SUPPLIED PASSAGE:
● ● ● ● ● ● ●
Wednesday, October 30, 2013

MUSCULAR Spasm: Let’s Blame Canada for NSA Surveillance




Back in August, I e-mailed a Guy Who Knows Stuff:

> In order to fudge the legal limitations on collection of strictly intra-US phone calls by US persons, could the US gov ask ATT (which, I expect, has a pretty close working relationship with Bell Canada) to route calls either by number or in bulk to Canada and then back to the USA?  Then the NSA could pick up the traffic on the outbound or inbound end, or the Canadians could rummage through it on our behalf.  Unfortunately, I have no concrete information to back up this brainwave, but it would seem to be a logical way for the NSA to advance its goal of getting all the data.  Any thoughts on this?

And he replied:

Yes.  They could certainly do that.

But then I came across:

David Skillicorn, a professor in the School of Computing at Queen’s University, says this is one piece of the data-sharing relationship "that has always been carefully constructed."

"The Americans will not use Canadians to collect data on U.S. persons, nor will any of the other Five Eyes countries," Skillicorn says.

"In fact, in practice, it’s as if the five countries’ citizens were one large, collective group, and their mutual communications are not intercepted by any in the Five Eyes community."

Poked around a bit, came up empty, didn’t pursue it.

Then, today, courtesy of Barton Gellman at the Washington Post, there’s this, describing an NSA program that circumvents limits on domestic surveillance by intercepting Google and Yahoo! traffic between their data centers through our Anglophone allies/proxies:

The NSA’s principal tool to exploit the data links is a project called MUSCULAR, operated jointly with the agency’s British counterpart, GCHQ. From undisclosed interception points, the NSA and GCHQ are copying entire data flows across fiber-optic cables that carry information between the data centers of the Silicon Valley giants.

As for that “undisclosed intercept point”, I vote for Canada as the most likely suspect.  North American traffic traverses Canada, gets bundled off to Blighty, and stored for sharing with the NSA.
Naturally, we’re treated to generous descriptions of Google outrage and privacy heroism:

In order to obtain free access to data center traffic, the NSA had to circumvent gold standard security measures. Google “goes to great lengths to protect the data and intellectual property in these centers,” according to one of the company’s blog posts, with tightly audited access controls, heat sensitive cameras, round-the-clock guards and biometric verification of identities.

Google and Yahoo also pay for premium data links, designed to be faster, more reliable and more secure. In recent years, each of them is said to have bought or leased thousands of miles of fiber optic cables for their own exclusive use. They had reason to think, insiders said, that their private, internal networks were safe from prying eyes. 

In an NSA presentation slide on “Google Cloud Exploitation,” however, a sketch shows where the “Public Internet” meets the internal “Google Cloud” where their data resides. In hand-printed letters, the drawing notes that encryption is “added and removed here!” The artist adds a smiley face, a cheeky celebration of victory over Google security. 

Two engineers with close ties to Google exploded in profanity when they saw the drawing. “I hope you publish this,” one of them said.
● ● ● ● ● ● ●
PROVIDED DATA:
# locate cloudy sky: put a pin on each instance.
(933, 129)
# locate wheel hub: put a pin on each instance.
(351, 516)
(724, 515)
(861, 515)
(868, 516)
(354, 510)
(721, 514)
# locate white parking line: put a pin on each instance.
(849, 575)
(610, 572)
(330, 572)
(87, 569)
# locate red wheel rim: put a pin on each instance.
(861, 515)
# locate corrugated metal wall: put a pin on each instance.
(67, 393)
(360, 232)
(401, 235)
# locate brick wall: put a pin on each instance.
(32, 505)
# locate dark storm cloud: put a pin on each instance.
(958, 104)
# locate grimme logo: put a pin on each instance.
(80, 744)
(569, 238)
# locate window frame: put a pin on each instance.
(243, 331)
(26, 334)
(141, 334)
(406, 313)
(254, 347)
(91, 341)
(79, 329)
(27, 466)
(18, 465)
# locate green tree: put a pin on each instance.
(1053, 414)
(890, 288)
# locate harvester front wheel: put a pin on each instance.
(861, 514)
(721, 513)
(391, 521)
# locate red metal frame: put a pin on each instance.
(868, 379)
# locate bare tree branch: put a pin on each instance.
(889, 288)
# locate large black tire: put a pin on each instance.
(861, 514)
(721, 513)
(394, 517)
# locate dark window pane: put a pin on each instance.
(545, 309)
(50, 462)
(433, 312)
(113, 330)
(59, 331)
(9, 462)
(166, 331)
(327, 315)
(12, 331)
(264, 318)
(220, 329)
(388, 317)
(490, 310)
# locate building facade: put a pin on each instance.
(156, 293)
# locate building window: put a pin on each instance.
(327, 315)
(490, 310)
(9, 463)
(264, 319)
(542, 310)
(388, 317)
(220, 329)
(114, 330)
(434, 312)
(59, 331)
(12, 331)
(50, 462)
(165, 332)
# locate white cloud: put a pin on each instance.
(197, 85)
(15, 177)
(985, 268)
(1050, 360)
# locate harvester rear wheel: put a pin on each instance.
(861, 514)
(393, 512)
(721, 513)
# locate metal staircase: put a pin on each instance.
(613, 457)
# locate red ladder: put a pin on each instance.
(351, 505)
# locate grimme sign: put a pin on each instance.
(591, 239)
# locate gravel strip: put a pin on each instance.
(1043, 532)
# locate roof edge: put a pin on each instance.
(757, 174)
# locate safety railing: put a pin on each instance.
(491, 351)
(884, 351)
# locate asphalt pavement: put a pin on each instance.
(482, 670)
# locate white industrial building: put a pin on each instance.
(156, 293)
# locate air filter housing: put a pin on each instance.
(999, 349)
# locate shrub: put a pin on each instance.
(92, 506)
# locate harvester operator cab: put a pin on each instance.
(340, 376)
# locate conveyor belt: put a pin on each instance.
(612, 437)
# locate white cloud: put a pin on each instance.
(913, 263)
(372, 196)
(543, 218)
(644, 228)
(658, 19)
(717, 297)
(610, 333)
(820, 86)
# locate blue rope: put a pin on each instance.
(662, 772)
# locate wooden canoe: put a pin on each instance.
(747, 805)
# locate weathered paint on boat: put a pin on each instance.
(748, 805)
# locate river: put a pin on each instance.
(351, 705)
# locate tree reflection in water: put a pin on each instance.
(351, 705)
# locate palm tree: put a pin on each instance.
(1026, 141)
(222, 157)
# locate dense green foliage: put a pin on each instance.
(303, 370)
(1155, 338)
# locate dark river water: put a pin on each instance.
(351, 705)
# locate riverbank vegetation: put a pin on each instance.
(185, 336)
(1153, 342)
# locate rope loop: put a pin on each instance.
● ● ● ● ● ● ●
EXERCISE DESCRIPTION: Copy the stretch of the NSA surveillance post from "In order to obtain" through "from prying eyes.", keeping every word and punctuation mark unchanged.

TASK ANSWER:
In order to obtain free access to data center traffic, the NSA had to circumvent gold standard security measures. Google “goes to great lengths to protect the data and intellectual property in these centers,” according to one of the company’s blog posts, with tightly audited access controls, heat sensitive cameras, round-the-clock guards and biometric verification of identities.

Google and Yahoo also pay for premium data links, designed to be faster, more reliable and more secure. In recent years, each of them is said to have bought or leased thousands of miles of fiber optic cables for their own exclusive use. They had reason to think, insiders said, that their private, internal networks were safe from prying eyes.